Exercises.
1 > In the thread about \MakeSentenceCase and {\char"00E5}, what does biblatex assume about groups that start with a control sequence?
2 > Carry the thread about \MakeSentenceCase and {\char"00E5} forward from its last comment.

Document.
-- start --
\MakeSentenceCase and friends doesn’t work with constructs like {\char"00E5}

hmalmedal commented 12 years ago

The question biblatex-apa and Unicode characters on TeX.SX demonstrates that the command \MakeSentenceCase doesn’t work for constructs such as {\char"00E5}.

josephwright commented 12 years ago

I'll take a look at this: I think it's in my 'area' for biblatex :-)

josephwright commented 12 years ago

This is actually at least in part due to the standard behaviour of \MakeLowercase (which does the case changing): try for example

\MakeLowercase{{\char"00E5}{\char"00E6}}}

which will fail. The way biblatex approaches this issue is to assume that groups which start with a control sequence need case changing, but those that do not should be left alone. Thus we can fix the behaviour with

\long\def\blx@mksc@ingroup#1&#2{%
  \if\noexpand\@let@token\relax
    \if\@let@token\char
      \blx@mksc@nocase{{#2}}%
     \else
    \blx@mksc@locase{{#2}}%  
    \fi
  \else
    \blx@mksc@nocase{{#2}}%
  \fi}

with the only question therefore being do we want to support this? Using \char does seem a bit odd in a world of UTF-8 input.
-- end --
Provided information.
-- start --
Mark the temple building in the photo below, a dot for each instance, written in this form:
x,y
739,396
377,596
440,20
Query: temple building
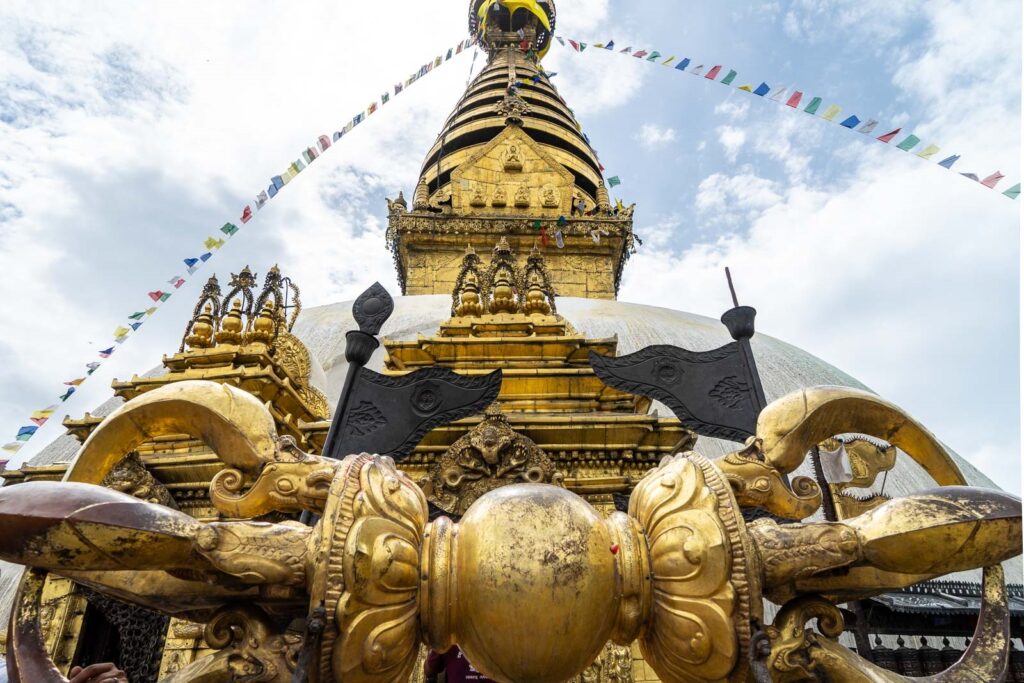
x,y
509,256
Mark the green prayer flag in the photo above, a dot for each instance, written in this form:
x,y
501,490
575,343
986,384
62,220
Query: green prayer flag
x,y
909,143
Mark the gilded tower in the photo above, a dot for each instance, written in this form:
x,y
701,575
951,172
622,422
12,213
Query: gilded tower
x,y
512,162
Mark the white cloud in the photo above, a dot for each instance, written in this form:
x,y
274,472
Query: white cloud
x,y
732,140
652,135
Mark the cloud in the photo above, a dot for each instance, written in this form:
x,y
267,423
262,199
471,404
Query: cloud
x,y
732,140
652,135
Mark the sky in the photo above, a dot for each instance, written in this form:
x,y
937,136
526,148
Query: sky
-- end --
Answers provided.
1 > It assumes they need case changing.

2 >
demdren commented 12 years ago

Since I'm the guy who raised the issue on tex stackexchange, I would like to suggest that you do want to support this. Back when I used MSWord and I would submit papers both in .doc and .pdf formants, the receivers/editors would often guess what characters I had used, and they would try to somewhat replicate them using the fonts they had. As a result, I would often need to send them letters pointing out character by character what the Unicode codes were, so that they would get it right.

The advantage of Unicode in XeLaTeX is that characters can be defined directly with the Unicode code in the document. Anyone who receives my latex documents will therefore easily be able to identify what the intended characters are. As an example, if I write a document where I use the International Phonetic Alphabet (IPA) symbol for the retroflex flap, I will include the following line in my preamble:

\newcommand{\IPAflap}{\char"027D}

Then the receivers will know exactly what character is meant by \IPAflap when I use it. They don't need to rely on having the same fonts as me, and it can easily be read in any text editor on any system. I consider this a huge benefit of XeLaTeX, and this was actually the main reason I decided to migrate from BibTeX to biblatex, since biblatex is supposed to support Unicode.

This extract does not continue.